Point annotation records:
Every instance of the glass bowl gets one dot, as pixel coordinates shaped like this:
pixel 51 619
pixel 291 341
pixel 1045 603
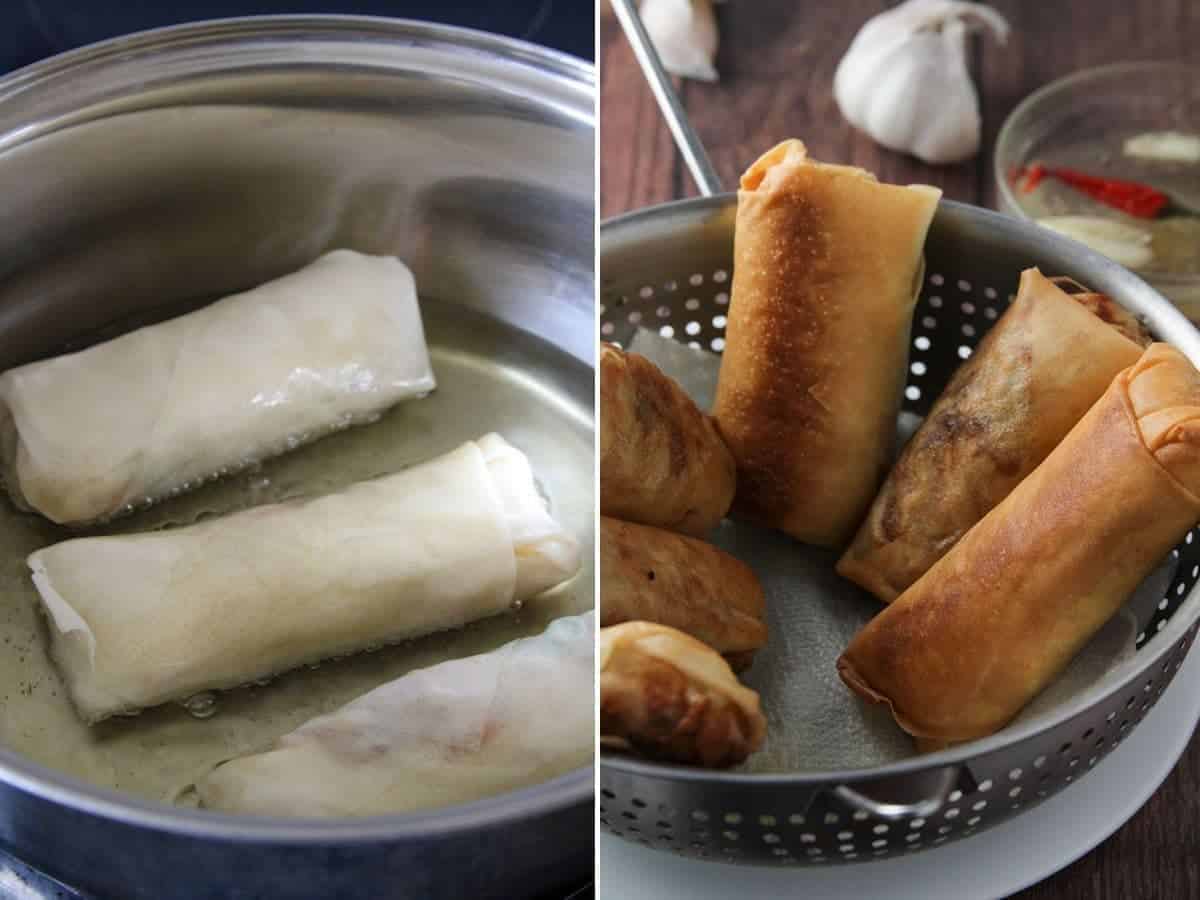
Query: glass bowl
pixel 1081 121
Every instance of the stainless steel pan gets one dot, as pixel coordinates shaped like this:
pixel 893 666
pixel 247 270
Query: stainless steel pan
pixel 150 173
pixel 669 268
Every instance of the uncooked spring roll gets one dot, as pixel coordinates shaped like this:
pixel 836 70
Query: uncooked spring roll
pixel 451 733
pixel 997 618
pixel 666 695
pixel 827 268
pixel 661 461
pixel 652 575
pixel 1041 367
pixel 91 435
pixel 144 618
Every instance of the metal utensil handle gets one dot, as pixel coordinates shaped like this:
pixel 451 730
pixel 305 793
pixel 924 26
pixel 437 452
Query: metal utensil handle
pixel 685 138
pixel 883 809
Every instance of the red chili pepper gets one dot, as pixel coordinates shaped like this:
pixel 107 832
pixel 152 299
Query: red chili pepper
pixel 1132 197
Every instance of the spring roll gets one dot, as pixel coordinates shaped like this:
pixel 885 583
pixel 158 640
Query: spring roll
pixel 827 268
pixel 451 733
pixel 1041 367
pixel 666 695
pixel 142 619
pixel 93 435
pixel 997 618
pixel 652 575
pixel 661 461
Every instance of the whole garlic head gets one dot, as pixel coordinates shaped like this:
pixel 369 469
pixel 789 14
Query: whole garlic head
pixel 904 79
pixel 684 34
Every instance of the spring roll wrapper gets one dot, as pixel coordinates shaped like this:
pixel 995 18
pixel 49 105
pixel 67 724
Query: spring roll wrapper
pixel 666 695
pixel 661 461
pixel 147 618
pixel 999 617
pixel 1041 367
pixel 826 275
pixel 652 575
pixel 91 435
pixel 451 733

THE REQUEST:
Rewrite all of the records above, putting "Target" wherever "Query" appears and changing nothing else. Leave the pictures out of your answer.

EXERCISE SOLUTION:
Every instance of the glass bowl gets one dot, as pixel coordinates shaped like this:
pixel 51 619
pixel 291 341
pixel 1045 603
Target: glass bowl
pixel 1081 121
Every instance of the stainless steel pan gets one dot, as pixel coordinates shaped like this:
pixel 893 666
pixel 247 270
Target: stainless steel pan
pixel 150 173
pixel 669 268
Every instance of the uncooked spring roll gets one dot, as pixel coordinates shaped like this:
pixel 836 70
Target: uncooked spring roll
pixel 451 733
pixel 997 618
pixel 666 695
pixel 827 268
pixel 661 461
pixel 652 575
pixel 1041 367
pixel 91 435
pixel 144 618
Every instance of the metal utensil handle gets one dot, as pixel coordinates shaped like this:
pixel 451 730
pixel 305 793
pixel 924 26
pixel 437 452
Target: metal utensil handle
pixel 685 138
pixel 883 809
Every instance of the red chili pepper gets one dot, as pixel coordinates shaped like this:
pixel 107 832
pixel 152 299
Target: red chili pepper
pixel 1132 197
Every instance of the spring roll gets one dot, as pixel coordinates shaped like this:
pixel 885 583
pixel 158 640
Target: spring roll
pixel 827 268
pixel 451 733
pixel 1041 367
pixel 666 695
pixel 142 619
pixel 93 435
pixel 997 618
pixel 652 575
pixel 661 461
Every instance of the whole garlic head gets one dot, as pixel coordinates shaped like this:
pixel 369 469
pixel 789 14
Target: whole garlic head
pixel 904 79
pixel 684 34
Every instance of the spring roll wrapper gets one dot, as pixel coordinates shaped like this:
pixel 995 18
pixel 49 105
pixel 67 724
Target: spring roll wrapper
pixel 666 695
pixel 661 461
pixel 147 618
pixel 999 617
pixel 1041 367
pixel 826 275
pixel 652 575
pixel 91 435
pixel 451 733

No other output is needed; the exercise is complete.